» SOURCE TEXT:
• • •

ASET Colloquium

What is Life?

by Prof. Michel Morange (Ecole Normale Supérieure, Paris)

Saturday, January 21, 2012 from to (Asia/Kolkata)
at Colaba Campus ( D-406 )
Description
The place of the question "What is Life?" in biology is controversial. Some biologists consider that it has no place, whereas others consider that it is central. At the end of the 1960s, the question partially disappeared from the writings of biologists. It seemed that the question had been solved through the progresses accomplished in molecular biology, by the discovery of the genetic information present in all organisms. 

Forty years later, the question has reemerged, in part from the evidence that knowledge of genetic information is not sufficient to understand "What is life ?". The question has changed. Most extant biologists consider that the basic principles of life have been discovered. What remains to be explained is the complex path which led to the emergence of the first organisms: the question of life has become a question of history.

• • •

» BRIEF 1: Translate this sentence from the colloquium description into French: "Some biologists consider that it has no place, whereas others consider that it is central."
» BRIEF 2: Rewrite the colloquium description starting with "Forty years later, the" and going on through "question of history.", swapping "Forty years later" for "Fifty years later".
» BRIEF 3: Finish out the next part of the colloquium description on the question "What is Life?", continuing after its final sentence.

• • •

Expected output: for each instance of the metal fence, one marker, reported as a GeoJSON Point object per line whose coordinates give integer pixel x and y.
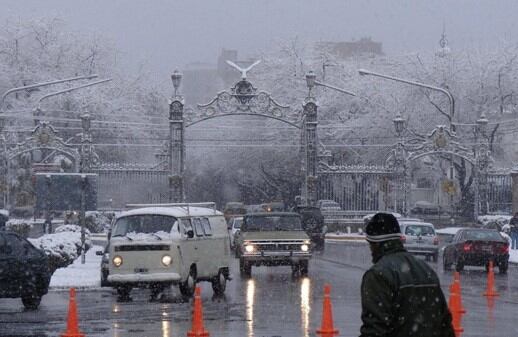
{"type": "Point", "coordinates": [499, 194]}
{"type": "Point", "coordinates": [362, 188]}
{"type": "Point", "coordinates": [119, 186]}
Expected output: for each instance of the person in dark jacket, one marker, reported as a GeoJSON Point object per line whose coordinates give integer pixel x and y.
{"type": "Point", "coordinates": [401, 295]}
{"type": "Point", "coordinates": [513, 223]}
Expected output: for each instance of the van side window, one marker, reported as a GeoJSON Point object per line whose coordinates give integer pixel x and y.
{"type": "Point", "coordinates": [198, 227]}
{"type": "Point", "coordinates": [187, 226]}
{"type": "Point", "coordinates": [206, 226]}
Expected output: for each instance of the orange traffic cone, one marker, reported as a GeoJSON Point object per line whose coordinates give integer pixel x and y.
{"type": "Point", "coordinates": [72, 326]}
{"type": "Point", "coordinates": [327, 328]}
{"type": "Point", "coordinates": [455, 287]}
{"type": "Point", "coordinates": [197, 329]}
{"type": "Point", "coordinates": [456, 315]}
{"type": "Point", "coordinates": [490, 290]}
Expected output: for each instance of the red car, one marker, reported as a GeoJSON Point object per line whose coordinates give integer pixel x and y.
{"type": "Point", "coordinates": [476, 247]}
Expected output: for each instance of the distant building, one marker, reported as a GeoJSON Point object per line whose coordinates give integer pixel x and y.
{"type": "Point", "coordinates": [348, 49]}
{"type": "Point", "coordinates": [200, 83]}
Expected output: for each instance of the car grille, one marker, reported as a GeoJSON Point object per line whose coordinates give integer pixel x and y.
{"type": "Point", "coordinates": [277, 246]}
{"type": "Point", "coordinates": [138, 248]}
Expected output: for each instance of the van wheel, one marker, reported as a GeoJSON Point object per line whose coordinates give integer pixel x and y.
{"type": "Point", "coordinates": [245, 267]}
{"type": "Point", "coordinates": [187, 287]}
{"type": "Point", "coordinates": [31, 301]}
{"type": "Point", "coordinates": [123, 293]}
{"type": "Point", "coordinates": [445, 264]}
{"type": "Point", "coordinates": [303, 268]}
{"type": "Point", "coordinates": [459, 266]}
{"type": "Point", "coordinates": [219, 283]}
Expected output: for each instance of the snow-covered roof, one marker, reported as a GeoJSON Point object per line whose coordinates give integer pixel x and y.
{"type": "Point", "coordinates": [176, 211]}
{"type": "Point", "coordinates": [369, 216]}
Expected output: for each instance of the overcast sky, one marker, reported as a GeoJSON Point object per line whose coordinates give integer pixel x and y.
{"type": "Point", "coordinates": [165, 34]}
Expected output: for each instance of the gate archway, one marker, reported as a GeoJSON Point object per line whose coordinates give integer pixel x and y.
{"type": "Point", "coordinates": [242, 99]}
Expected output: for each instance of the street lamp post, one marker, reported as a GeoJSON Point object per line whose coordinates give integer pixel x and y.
{"type": "Point", "coordinates": [176, 148]}
{"type": "Point", "coordinates": [450, 116]}
{"type": "Point", "coordinates": [399, 126]}
{"type": "Point", "coordinates": [38, 85]}
{"type": "Point", "coordinates": [480, 162]}
{"type": "Point", "coordinates": [310, 140]}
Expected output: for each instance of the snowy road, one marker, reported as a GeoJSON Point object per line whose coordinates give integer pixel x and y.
{"type": "Point", "coordinates": [271, 303]}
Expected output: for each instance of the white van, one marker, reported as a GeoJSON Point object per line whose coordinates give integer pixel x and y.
{"type": "Point", "coordinates": [160, 245]}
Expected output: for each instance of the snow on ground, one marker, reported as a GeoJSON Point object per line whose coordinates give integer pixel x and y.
{"type": "Point", "coordinates": [62, 244]}
{"type": "Point", "coordinates": [79, 275]}
{"type": "Point", "coordinates": [500, 219]}
{"type": "Point", "coordinates": [448, 230]}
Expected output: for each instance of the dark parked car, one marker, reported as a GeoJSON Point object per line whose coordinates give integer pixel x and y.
{"type": "Point", "coordinates": [476, 247]}
{"type": "Point", "coordinates": [24, 270]}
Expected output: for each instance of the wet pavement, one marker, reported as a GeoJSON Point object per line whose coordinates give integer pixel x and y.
{"type": "Point", "coordinates": [271, 303]}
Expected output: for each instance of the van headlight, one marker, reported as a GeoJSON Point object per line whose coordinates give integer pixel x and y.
{"type": "Point", "coordinates": [167, 260]}
{"type": "Point", "coordinates": [117, 261]}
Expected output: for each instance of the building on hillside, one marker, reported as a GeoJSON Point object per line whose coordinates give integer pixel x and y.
{"type": "Point", "coordinates": [353, 48]}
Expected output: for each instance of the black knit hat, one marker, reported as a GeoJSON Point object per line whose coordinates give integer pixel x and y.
{"type": "Point", "coordinates": [383, 227]}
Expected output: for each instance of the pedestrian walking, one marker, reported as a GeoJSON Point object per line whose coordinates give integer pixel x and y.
{"type": "Point", "coordinates": [513, 223]}
{"type": "Point", "coordinates": [401, 295]}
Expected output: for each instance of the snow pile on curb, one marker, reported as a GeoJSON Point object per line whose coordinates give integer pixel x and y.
{"type": "Point", "coordinates": [488, 220]}
{"type": "Point", "coordinates": [63, 246]}
{"type": "Point", "coordinates": [79, 275]}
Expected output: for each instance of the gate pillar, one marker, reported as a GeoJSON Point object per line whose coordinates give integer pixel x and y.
{"type": "Point", "coordinates": [514, 189]}
{"type": "Point", "coordinates": [309, 158]}
{"type": "Point", "coordinates": [176, 143]}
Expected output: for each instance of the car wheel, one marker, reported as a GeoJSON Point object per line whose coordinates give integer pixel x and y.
{"type": "Point", "coordinates": [31, 301]}
{"type": "Point", "coordinates": [104, 278]}
{"type": "Point", "coordinates": [459, 266]}
{"type": "Point", "coordinates": [502, 267]}
{"type": "Point", "coordinates": [219, 283]}
{"type": "Point", "coordinates": [187, 287]}
{"type": "Point", "coordinates": [303, 267]}
{"type": "Point", "coordinates": [445, 264]}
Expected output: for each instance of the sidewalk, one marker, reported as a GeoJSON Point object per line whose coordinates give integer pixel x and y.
{"type": "Point", "coordinates": [79, 275]}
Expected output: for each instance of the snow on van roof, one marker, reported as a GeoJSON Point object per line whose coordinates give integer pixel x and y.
{"type": "Point", "coordinates": [176, 211]}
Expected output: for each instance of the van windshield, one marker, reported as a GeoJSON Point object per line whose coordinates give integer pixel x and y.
{"type": "Point", "coordinates": [147, 224]}
{"type": "Point", "coordinates": [272, 223]}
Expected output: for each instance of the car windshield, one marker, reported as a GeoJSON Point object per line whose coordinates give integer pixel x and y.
{"type": "Point", "coordinates": [272, 223]}
{"type": "Point", "coordinates": [419, 230]}
{"type": "Point", "coordinates": [143, 224]}
{"type": "Point", "coordinates": [482, 235]}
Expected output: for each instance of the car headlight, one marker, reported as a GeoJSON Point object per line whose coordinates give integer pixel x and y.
{"type": "Point", "coordinates": [167, 260]}
{"type": "Point", "coordinates": [117, 261]}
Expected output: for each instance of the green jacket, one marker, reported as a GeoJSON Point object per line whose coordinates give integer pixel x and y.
{"type": "Point", "coordinates": [401, 296]}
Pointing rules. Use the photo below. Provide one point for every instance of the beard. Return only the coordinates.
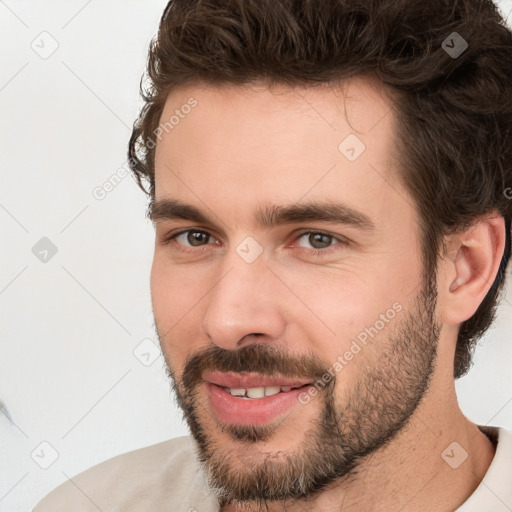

• • •

» EXERCISE OUTPUT 1: Certains biologistes considèrent qu'elle n'a pas sa place, alors que d'autres considèrent qu'elle est centrale.

» EXERCISE OUTPUT 2:
Fifty years later, the question has reemerged, in part from the evidence that knowledge of genetic information is not sufficient to understand "What is life ?". The question has changed. Most extant biologists consider that the basic principles of life have been discovered. What remains to be explained is the complex path which led to the emergence of the first organisms: the question of life has become a question of history.

» EXERCISE OUTPUT 3:
In addition, the question of life is now clearly distinguished from the question of the emergence of cognitive abilities and consciousness. 



 About Prof. Michel Morange : 

Prof. Michel Morange is the author of major books in this field: History of molecular biology (La Découverte, 1994), The share of genes (Odile Jacob 1998), Life explained? (Odile Jacob, 2003), Secrets of life: against the single thought in biology (La Découverte, 2005), and What is the history of science? (Quae, 2008).